##### Text extract #####

1.3C Quantitative Gas Relationships- Pre AP Chemistry Study Notes - New Syllabus.
1.3C Quantitative Gas Relationships- Pre AP Chemistry Study Notes
1.3C Quantitative Gas Relationships- Pre AP Chemistry Study Notes – New Syllabus.
LEARNING OBJECTIVE
1.3.C.1 Determine mathematically and/or graphically the quantitative relationship between macroscopic properties of gases.
1.3.C.2 Perform calculations relating to the macroscopic properties of gases.
Key Concepts:
- 1.3.C The relationships between macroscopic properties of a gas, including pressure, temperature, volume, and amount of gas, can be quantified.
1.3.C.1 — Quantitative Relationships Between Macroscopic Properties of Gases
The macroscopic properties of gases—pressure, volume, temperature, and amount of gas—are quantitatively related. These relationships can be determined using mathematical equations and graphical models, and are explained by the kinetic molecular theory.
Key Gas Variables
- Pressure, \( \mathrm{P} \)
- Volume, \( \mathrm{V} \)
- Temperature (in kelvin), \( \mathrm{T} \)
- Amount of gas, \( \mathrm{n} \)
Gas laws describe how these variables change when one or more are held constant.
Pressure–Volume Relationship (Constant Temperature)
When temperature and amount of gas are constant, pressure and volume are inversely proportional.
\( \mathrm{P \propto \dfrac{1}{V}} \)
\( \mathrm{P_1 V_1 = P_2 V_2} \)
As volume decreases, particles collide with the container walls more frequently, so pressure increases.
Volume–Temperature Relationship (Constant Pressure)
When pressure and amount of gas are constant, volume and temperature are directly proportional.
\( \mathrm{V \propto T} \)
\( \mathrm{\dfrac{V_1}{T_1} = \dfrac{V_2}{T_2}} \)
Temperature must always be measured in kelvin.
Pressure–Temperature Relationship (Constant Volume)
When volume and amount of gas are constant, pressure and temperature are directly proportional.
\( \mathrm{P \propto T} \)
\( \mathrm{\dfrac{P_1}{T_1} = \dfrac{P_2}{T_2}} \)
Higher temperature means faster particle motion and more forceful collisions.
Graphical Representations of Gas Relationships
| Graph | Shape | Relationship Shown |
|---|---|---|
| Pressure vs. Volume | Curved (hyperbola) | Inverse relationship |
| Volume vs. Temperature | Straight line | Direct relationship |
| Pressure vs. Temperature | Straight line | Direct relationship |
Using Graphs to Determine Relationships
- Straight-line graph → direct proportionality
- Curved graph → inverse proportionality
- Steeper slope → greater rate of change
Quantitative relationships can be extracted by comparing slopes or ratios of values.

#####

(Written exercise a): Please reproduce the gas relationships notes from "- Amount of" up to and including "Relationship (Constant Pressure)", word for word.

##### Entries supplied #####

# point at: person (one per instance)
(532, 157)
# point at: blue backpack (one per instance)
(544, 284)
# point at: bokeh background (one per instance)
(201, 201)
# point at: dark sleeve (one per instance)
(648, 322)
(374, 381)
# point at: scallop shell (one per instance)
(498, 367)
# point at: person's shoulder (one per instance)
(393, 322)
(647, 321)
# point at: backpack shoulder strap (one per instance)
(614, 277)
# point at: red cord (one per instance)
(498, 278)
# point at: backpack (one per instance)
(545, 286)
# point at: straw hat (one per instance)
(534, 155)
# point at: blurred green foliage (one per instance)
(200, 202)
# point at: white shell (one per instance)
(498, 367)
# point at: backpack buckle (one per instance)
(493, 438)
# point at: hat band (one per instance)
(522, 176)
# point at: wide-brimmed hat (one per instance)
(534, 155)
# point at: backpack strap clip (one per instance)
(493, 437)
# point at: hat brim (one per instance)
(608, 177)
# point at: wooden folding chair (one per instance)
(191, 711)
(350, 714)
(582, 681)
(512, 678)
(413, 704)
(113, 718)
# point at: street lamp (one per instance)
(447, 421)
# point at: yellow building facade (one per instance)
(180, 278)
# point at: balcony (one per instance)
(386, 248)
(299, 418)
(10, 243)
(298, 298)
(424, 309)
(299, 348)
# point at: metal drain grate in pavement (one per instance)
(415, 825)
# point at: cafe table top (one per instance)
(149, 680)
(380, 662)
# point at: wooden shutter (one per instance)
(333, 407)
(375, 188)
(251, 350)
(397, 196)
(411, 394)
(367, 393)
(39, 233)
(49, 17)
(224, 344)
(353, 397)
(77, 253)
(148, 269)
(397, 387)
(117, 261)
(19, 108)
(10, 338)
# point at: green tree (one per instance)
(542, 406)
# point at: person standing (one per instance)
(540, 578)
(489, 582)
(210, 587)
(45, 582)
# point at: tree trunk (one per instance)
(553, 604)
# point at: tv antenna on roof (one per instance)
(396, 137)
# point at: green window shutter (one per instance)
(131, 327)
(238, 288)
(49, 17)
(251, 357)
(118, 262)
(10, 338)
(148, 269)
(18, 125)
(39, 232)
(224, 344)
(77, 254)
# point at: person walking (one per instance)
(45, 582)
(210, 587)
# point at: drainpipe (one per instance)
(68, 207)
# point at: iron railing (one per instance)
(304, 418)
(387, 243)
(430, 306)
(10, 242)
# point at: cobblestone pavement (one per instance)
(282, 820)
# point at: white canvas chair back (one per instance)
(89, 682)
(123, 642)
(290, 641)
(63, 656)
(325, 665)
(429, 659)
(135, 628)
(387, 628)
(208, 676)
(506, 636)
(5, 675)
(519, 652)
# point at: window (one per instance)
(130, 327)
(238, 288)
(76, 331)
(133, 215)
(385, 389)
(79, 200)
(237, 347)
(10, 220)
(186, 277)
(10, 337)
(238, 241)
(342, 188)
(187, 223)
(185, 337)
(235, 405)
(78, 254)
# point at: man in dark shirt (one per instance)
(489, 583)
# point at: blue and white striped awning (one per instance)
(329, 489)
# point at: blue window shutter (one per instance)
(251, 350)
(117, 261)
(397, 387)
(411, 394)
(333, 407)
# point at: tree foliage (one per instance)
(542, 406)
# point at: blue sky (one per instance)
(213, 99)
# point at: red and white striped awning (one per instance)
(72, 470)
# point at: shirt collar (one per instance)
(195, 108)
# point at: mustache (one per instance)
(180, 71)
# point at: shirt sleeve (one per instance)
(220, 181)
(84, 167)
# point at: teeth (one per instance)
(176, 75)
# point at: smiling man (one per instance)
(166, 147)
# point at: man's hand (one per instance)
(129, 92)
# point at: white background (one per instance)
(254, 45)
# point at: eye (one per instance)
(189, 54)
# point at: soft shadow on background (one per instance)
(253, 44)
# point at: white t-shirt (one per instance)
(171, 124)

#####

(Written exercise b): Count the lines in the rows that contain the string "window", treating case as significant, and reply with the number alone.

(Full output a):
- Amount of gas, \( \mathrm{n} \)
Gas laws describe how these variables change when one or more are held constant.
Pressure–Volume Relationship (Constant Temperature)
When temperature and amount of gas are constant, pressure and volume are inversely proportional.
\( \mathrm{P \propto \dfrac{1}{V}} \)
\( \mathrm{P_1 V_1 = P_2 V_2} \)
As volume decreases, particles collide with the container walls more frequently, so pressure increases.
Volume–Temperature Relationship (Constant Pressure)

(Full output b): 3